■ PERMINTAAN A: Cetak ulang bagian kutipan tentang hijrah di bawah ini, antara "Ibn Khaldun dalam" dan "dari kehidupan Badawah.", termasuk kedua ujungnya, tanpa mengubah satu kata pun.

■ KUTIPAN TERPILIH:
######
Ibn Khaldun dalam kitabnya Mukadimah meyebutkan bahwa pola hidup badui merupakan tahap yang lebih awal daripada kehidupan yang menetap. Badawi merupakan basis atau awal dari hadlarah. Sebaliknya hadlarah merupakan tujuan serta tahap berikutnya dari kehidupan Badawah.
Dengan demikian hijrah pada dasarnya dibangun bukan untuk keuntungan material, seperti kekuasaan politik, kepentingan kelas, atau kepentingan golongan. Tetapi umat Islam bergerak karena kesadaran sebagaimana makna hadits dari Umar Bin Khaththab diriwayatkan oleh Bukhari dan Muslim yang artinya: “Tiap amal tergantung niat”. Dalam hadits yang sama disebutkan Rasulullah bersabda yang artinya: “Dan barangsiapa hijrahnya itu demi dunia yang selalu dicari atau demi wanita yang akan dikawini maka hijrahnya dinilai sebagaimana yang menyebabkan.“
Salah satu ruh perubahan dalam spirit hijrah adalah pemihakan. Beberapa ayat Madaniyah, yaitu yang turun di Madinah, menggambarkan adanya kesenjangan natural dan kesenjangan struktural. Dalam al-Qur’an kata dhu’afa banyak digunakan untuk menggambarkan kesenjangan natural atau kemiskinan, seperti dalam QS Al-Baqarah 266. Sedang kata mustadh’afin (teraniaya) dipakai untuk menunjukkan kesenjangan struktural atau ketimpangan, seperti dalam QS An-Nisaa’ ayat 65. Namun semua itu menunjukkan kesadaran adanya keberpihakan.
######
■ PERMINTAAN B: Keluarkan lagi baris-baris catatan di bawah ini persis sama, antara baris pertama catatan dan baris yang memuat "<point>518,857</point>", termasuk kedua baris tersebut.
######
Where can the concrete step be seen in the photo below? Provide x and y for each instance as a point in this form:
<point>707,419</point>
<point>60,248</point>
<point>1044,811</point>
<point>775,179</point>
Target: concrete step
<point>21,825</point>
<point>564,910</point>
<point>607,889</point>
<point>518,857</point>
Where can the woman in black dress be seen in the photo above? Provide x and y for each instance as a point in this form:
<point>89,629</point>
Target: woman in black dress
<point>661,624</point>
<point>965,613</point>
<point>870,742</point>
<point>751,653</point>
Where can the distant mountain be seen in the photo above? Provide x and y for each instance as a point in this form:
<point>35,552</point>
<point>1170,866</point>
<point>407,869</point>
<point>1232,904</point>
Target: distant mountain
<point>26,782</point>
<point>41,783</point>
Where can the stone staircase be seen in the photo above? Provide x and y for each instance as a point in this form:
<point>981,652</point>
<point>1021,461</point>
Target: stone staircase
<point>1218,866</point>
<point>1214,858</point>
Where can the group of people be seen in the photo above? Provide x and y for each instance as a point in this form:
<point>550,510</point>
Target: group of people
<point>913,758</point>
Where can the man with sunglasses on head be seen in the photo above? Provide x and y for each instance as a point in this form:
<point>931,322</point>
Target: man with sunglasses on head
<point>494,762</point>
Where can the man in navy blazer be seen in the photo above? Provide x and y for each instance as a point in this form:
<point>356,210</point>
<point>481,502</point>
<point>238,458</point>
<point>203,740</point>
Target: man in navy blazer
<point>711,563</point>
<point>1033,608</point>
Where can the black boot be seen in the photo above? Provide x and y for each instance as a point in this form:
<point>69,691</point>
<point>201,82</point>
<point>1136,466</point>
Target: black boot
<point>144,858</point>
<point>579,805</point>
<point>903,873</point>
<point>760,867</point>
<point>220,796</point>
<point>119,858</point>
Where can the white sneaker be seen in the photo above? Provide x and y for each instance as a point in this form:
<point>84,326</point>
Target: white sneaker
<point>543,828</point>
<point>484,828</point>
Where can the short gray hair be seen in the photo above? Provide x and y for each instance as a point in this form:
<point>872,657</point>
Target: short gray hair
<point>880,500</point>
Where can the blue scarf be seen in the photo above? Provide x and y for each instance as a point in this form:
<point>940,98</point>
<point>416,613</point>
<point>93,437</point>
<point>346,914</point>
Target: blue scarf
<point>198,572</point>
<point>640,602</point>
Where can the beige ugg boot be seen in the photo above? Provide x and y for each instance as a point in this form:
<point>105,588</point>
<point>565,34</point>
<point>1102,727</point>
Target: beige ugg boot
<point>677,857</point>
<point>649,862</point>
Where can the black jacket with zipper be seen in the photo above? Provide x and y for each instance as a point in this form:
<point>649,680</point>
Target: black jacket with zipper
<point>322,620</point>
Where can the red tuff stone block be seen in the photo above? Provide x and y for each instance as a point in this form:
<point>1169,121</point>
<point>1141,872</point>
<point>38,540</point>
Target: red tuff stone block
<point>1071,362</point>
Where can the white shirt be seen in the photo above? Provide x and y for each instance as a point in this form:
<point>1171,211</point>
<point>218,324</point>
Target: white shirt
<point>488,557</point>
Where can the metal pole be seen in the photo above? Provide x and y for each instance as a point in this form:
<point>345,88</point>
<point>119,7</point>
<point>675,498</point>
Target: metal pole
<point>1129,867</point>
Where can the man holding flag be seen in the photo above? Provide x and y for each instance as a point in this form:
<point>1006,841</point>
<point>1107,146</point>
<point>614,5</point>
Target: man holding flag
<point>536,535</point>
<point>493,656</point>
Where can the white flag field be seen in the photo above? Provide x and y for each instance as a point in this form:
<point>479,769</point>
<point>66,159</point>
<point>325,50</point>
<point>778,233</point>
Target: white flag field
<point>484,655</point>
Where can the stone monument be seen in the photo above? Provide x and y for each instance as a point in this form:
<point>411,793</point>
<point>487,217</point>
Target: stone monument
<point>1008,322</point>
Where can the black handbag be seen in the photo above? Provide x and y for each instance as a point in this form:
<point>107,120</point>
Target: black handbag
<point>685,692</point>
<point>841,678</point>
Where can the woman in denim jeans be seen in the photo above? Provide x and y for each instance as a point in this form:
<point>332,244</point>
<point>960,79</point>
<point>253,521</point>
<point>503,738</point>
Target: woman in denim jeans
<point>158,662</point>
######
■ JAWABAN LATIHAN A:
Ibn Khaldun dalam kitabnya Mukadimah meyebutkan bahwa pola hidup badui merupakan tahap yang lebih awal daripada kehidupan yang menetap. Badawi merupakan basis atau awal dari hadlarah. Sebaliknya hadlarah merupakan tujuan serta tahap berikutnya dari kehidupan Badawah.

■ JAWABAN LATIHAN B:
Where can the concrete step be seen in the photo below? Provide x and y for each instance as a point in this form:
<point>707,419</point>
<point>60,248</point>
<point>1044,811</point>
<point>775,179</point>
Target: concrete step
<point>21,825</point>
<point>564,910</point>
<point>607,889</point>
<point>518,857</point>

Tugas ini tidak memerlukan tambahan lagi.